--- Record extracts ---

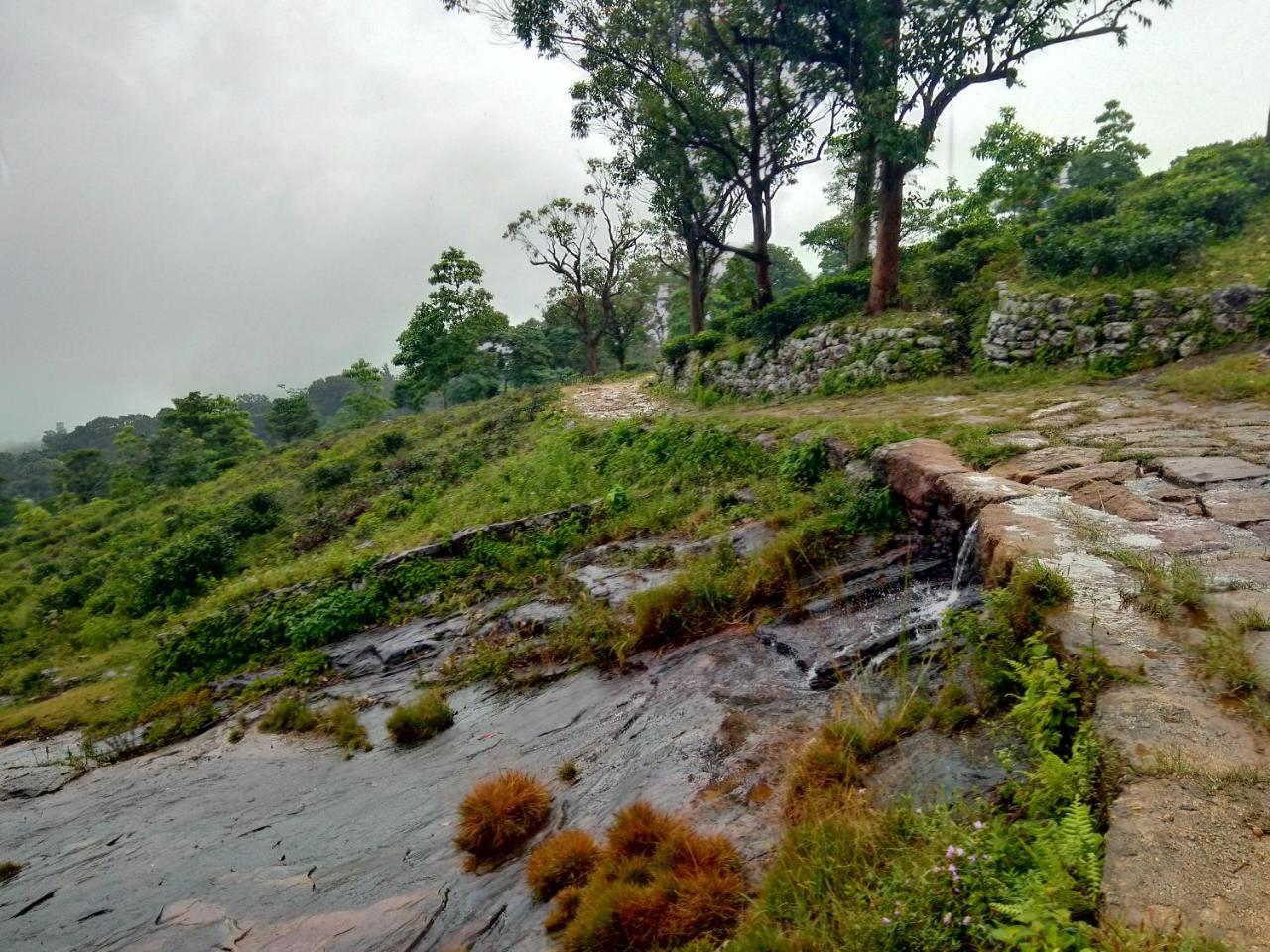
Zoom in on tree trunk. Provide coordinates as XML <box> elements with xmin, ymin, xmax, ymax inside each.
<box><xmin>687</xmin><ymin>241</ymin><xmax>706</xmax><ymax>334</ymax></box>
<box><xmin>749</xmin><ymin>202</ymin><xmax>776</xmax><ymax>311</ymax></box>
<box><xmin>847</xmin><ymin>141</ymin><xmax>877</xmax><ymax>271</ymax></box>
<box><xmin>869</xmin><ymin>159</ymin><xmax>907</xmax><ymax>314</ymax></box>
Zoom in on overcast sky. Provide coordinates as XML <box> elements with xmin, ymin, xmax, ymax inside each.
<box><xmin>0</xmin><ymin>0</ymin><xmax>1270</xmax><ymax>443</ymax></box>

---

> **What is required**: Repeat the data above word for word, and leave out the pictures.

> **Output of the exercise**:
Zoom in on tree trunk. Provide coordinates as XML <box> elements with xmin, ymin, xmax, ymax inside each.
<box><xmin>687</xmin><ymin>241</ymin><xmax>706</xmax><ymax>334</ymax></box>
<box><xmin>749</xmin><ymin>202</ymin><xmax>776</xmax><ymax>311</ymax></box>
<box><xmin>847</xmin><ymin>141</ymin><xmax>877</xmax><ymax>271</ymax></box>
<box><xmin>869</xmin><ymin>159</ymin><xmax>907</xmax><ymax>314</ymax></box>
Zoom in on overcast sky. Provide coordinates as XML <box> elements with xmin, ymin, xmax, ymax inside each.
<box><xmin>0</xmin><ymin>0</ymin><xmax>1270</xmax><ymax>443</ymax></box>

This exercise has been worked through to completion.